| To do |
**1)** In the article on the lead exposure report, which two places have ongoing contamination crises?
**2)** Extend the article on the lead exposure report, picking up after its final sentence.

| Selected extract |

Health Policy Professor Aids in Producing Important Report on Reducing and Responding to Lead Exposure


September 8, 2017

As a physician and public health researcher, Health Policy and Management Research Professor Janet Phoenix, MD, MPH, knows that lead poisoning is completely preventable, which makes the ongoing contamination crises in Flint, Mich., and East Chicago, Ind., all the more heartbreaking.  She was delighted to be able to capitalize on her wide-ranging experiences in preventing children’s exposure to lead to help produce an important report aimed at helping spread the word on how to reduce and respond to lead exposures.

Saved entries
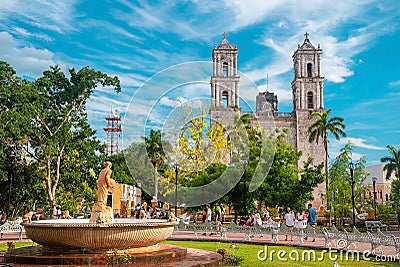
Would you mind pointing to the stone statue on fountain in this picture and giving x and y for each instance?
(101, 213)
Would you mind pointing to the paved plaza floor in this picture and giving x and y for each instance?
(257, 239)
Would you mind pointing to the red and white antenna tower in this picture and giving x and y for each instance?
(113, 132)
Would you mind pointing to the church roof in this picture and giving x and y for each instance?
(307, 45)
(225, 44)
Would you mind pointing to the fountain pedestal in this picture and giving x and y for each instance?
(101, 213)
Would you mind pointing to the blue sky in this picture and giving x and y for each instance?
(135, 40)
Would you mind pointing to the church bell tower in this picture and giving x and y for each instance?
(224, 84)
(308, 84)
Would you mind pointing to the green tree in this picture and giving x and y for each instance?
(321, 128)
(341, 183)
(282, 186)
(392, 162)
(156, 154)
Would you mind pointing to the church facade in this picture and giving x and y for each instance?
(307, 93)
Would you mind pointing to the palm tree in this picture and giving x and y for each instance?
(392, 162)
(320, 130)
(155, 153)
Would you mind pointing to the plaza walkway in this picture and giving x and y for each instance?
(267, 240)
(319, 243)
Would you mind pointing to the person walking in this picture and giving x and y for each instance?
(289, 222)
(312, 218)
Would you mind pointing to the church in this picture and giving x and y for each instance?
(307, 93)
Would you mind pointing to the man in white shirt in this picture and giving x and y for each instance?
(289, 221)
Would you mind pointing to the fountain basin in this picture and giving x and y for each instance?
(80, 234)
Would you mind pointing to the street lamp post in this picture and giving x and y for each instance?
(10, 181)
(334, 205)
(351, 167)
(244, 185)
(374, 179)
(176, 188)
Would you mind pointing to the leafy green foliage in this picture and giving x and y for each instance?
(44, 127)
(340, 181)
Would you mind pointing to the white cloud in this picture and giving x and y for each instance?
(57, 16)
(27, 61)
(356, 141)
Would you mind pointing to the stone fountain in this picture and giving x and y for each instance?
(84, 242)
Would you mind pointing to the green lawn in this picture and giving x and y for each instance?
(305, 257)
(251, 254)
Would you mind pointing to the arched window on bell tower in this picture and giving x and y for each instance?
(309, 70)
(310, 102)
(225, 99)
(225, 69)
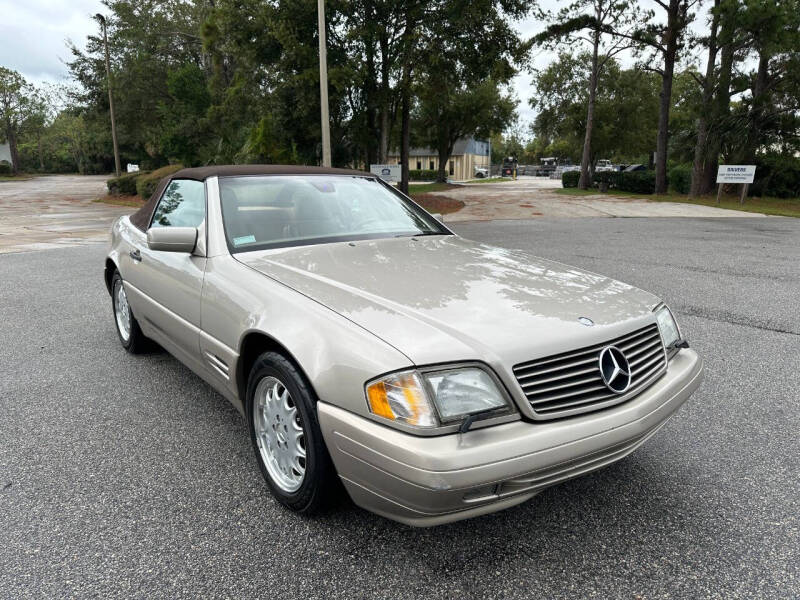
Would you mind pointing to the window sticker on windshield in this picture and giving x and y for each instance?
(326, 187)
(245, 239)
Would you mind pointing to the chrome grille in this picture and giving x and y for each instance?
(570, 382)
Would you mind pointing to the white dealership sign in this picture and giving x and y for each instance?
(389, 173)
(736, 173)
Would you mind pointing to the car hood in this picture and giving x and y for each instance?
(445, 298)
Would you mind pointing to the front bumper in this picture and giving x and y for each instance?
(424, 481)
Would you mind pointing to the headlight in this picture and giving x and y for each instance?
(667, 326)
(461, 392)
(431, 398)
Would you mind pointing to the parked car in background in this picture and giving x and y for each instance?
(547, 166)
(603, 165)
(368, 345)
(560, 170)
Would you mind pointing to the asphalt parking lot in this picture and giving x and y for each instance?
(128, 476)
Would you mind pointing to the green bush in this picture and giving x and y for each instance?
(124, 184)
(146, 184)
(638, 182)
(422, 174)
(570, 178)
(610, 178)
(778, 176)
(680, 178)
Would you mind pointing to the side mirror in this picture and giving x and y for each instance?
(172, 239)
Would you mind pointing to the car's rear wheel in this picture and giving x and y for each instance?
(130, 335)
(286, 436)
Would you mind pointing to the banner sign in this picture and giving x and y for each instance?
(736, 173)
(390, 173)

| Answers |
**1)** Flint, Mich., and East Chicago, Ind.

**2)**
The report, 10 Policies to Prevent and Respond to Childhood Lead Exposure, is published by the Pew Charitable Trusts.  It presents an assessment of the risks communities face together with solutions for the federal, state, and local levels.  Aid from The Health Impact Project, a collaboration of the Robert Wood Johnson Foundation and The Pew Charitable Trusts, a national initiative designed to promote the use of health impact assessments (HIAs) as a decision-making tool for policymakers, was key to helping the project move forward.  “I was honored to be invited to participate in this project because of my expertise in lead poisoning prevention.  It means so much to me to be able to help ensure that what happened in Michigan will never happen again, and to help the families whose lives have been shattered by the crisis,” says Dr. Phoenix, whose expertise led the U.S. federal Centers for Disease Control and Prevention to appoint her to its Lead Poisoning Prevention Advisory Committee.

The contamination crises, together with a surge of news reports about lead risks in communities across the country, have shone a national spotlight on the problem of childhood lead exposure. The increased public awareness and scientific evidence that lead poisoning is preventable make this a critical moment for action to protect the nation’s children, enhance their opportunities to succeed, and reduce costs to taxpayers, the new report points out.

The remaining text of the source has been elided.